Excerpts from annotation records:
══════════════════════════════

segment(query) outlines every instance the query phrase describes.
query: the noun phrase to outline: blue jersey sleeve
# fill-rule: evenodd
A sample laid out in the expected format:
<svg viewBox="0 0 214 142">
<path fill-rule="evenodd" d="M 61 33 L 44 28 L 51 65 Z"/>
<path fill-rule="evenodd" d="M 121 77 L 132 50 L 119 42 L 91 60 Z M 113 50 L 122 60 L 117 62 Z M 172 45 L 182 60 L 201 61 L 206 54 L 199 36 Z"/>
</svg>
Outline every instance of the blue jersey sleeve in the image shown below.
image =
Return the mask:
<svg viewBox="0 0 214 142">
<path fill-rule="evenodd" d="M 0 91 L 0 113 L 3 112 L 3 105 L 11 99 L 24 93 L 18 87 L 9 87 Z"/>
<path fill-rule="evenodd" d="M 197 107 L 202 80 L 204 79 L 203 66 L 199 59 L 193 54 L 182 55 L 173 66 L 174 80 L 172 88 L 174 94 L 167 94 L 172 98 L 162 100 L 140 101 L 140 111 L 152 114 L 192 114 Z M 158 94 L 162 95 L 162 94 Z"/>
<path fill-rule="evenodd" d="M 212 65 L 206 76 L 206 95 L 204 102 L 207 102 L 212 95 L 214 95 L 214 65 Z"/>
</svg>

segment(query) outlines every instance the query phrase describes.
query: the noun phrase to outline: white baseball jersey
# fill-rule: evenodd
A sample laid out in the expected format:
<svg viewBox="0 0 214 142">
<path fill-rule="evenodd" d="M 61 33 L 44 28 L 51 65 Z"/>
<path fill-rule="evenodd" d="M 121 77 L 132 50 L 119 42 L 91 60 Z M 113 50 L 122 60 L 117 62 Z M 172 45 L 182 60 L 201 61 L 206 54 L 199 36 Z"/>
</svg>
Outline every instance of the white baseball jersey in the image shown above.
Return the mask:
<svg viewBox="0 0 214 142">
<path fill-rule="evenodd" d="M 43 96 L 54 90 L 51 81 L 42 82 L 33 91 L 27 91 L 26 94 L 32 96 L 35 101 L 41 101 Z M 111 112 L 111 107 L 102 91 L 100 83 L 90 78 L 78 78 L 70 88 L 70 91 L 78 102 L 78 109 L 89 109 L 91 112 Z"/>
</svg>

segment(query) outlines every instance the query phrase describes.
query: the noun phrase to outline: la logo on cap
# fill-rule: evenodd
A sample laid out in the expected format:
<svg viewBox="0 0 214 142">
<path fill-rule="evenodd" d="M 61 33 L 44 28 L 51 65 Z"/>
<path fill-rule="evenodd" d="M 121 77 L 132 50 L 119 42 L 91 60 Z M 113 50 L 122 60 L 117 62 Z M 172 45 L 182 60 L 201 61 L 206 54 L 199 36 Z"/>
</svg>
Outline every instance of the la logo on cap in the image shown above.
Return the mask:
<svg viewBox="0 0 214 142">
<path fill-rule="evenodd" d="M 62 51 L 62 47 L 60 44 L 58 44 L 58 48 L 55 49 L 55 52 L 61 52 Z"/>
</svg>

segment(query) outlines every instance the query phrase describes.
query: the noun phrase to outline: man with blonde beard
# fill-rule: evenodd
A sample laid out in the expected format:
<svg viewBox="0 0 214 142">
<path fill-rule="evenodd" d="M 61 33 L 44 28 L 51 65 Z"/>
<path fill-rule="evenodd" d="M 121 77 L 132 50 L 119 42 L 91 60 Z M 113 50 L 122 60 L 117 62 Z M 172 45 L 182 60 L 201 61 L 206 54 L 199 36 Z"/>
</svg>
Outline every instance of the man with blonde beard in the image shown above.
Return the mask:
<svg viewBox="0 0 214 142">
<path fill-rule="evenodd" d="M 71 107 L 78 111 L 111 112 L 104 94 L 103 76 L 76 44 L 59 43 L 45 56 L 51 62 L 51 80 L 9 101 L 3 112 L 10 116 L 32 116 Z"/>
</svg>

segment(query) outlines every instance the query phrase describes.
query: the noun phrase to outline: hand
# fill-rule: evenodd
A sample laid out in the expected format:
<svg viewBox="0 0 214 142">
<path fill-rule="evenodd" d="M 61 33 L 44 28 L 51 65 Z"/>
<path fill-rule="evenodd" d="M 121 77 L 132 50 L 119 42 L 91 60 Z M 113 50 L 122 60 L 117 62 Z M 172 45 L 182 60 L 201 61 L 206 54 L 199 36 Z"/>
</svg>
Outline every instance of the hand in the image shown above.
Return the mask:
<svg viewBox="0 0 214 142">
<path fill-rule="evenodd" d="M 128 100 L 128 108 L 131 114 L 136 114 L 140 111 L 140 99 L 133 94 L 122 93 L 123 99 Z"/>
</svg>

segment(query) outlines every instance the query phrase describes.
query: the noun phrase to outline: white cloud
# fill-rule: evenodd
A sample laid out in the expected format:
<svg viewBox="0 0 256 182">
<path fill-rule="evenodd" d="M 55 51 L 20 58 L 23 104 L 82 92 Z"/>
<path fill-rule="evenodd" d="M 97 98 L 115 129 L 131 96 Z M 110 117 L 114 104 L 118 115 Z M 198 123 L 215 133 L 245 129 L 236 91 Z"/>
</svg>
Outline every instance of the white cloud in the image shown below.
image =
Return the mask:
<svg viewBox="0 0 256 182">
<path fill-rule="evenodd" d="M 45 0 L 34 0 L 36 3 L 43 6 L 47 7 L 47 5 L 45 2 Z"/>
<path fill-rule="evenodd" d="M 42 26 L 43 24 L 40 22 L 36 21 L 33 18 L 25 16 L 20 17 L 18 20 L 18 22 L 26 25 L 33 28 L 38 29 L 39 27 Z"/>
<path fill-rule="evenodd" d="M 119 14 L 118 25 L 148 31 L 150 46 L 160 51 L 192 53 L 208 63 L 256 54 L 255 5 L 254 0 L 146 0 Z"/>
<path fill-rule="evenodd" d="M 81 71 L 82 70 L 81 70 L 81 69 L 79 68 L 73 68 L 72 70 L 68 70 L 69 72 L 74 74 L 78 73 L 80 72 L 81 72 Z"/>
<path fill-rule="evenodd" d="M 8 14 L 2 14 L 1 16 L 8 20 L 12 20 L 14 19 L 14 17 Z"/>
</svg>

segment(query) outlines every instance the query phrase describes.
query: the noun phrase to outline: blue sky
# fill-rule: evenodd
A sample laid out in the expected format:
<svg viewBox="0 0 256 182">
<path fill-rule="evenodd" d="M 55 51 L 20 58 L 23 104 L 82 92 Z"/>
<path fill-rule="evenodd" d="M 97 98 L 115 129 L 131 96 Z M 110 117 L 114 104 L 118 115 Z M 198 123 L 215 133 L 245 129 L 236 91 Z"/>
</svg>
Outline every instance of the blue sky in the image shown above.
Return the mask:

══════════════════════════════

● **PROBLEM DESCRIPTION**: Copy the rows from the very first line through the line containing "197 107 L 202", swapping "blue jersey sleeve" for "striped jersey sleeve" and leaving everything else as it is.

● **PROBLEM SOLUTION**:
segment(query) outlines every instance the query phrase describes.
query: the noun phrase to outline: striped jersey sleeve
# fill-rule: evenodd
A sample laid out in the expected format:
<svg viewBox="0 0 214 142">
<path fill-rule="evenodd" d="M 61 33 L 44 28 L 51 65 Z"/>
<path fill-rule="evenodd" d="M 121 77 L 132 50 L 119 42 L 91 60 Z M 113 50 L 122 60 L 117 62 Z M 172 45 L 182 60 L 201 61 L 206 54 L 199 36 Z"/>
</svg>
Outline every instance of the striped jersey sleeve in the image shown below.
image =
Return the mask:
<svg viewBox="0 0 214 142">
<path fill-rule="evenodd" d="M 0 91 L 0 113 L 3 112 L 3 105 L 11 99 L 24 93 L 18 87 L 9 87 Z"/>
<path fill-rule="evenodd" d="M 197 107 L 202 80 L 204 79 L 203 66 L 199 59 L 193 54 L 182 55 L 173 66 L 174 80 L 172 88 L 174 94 L 167 94 L 172 98 L 162 100 L 140 101 L 140 111 L 152 114 L 192 114 Z M 158 94 L 162 95 L 162 94 Z"/>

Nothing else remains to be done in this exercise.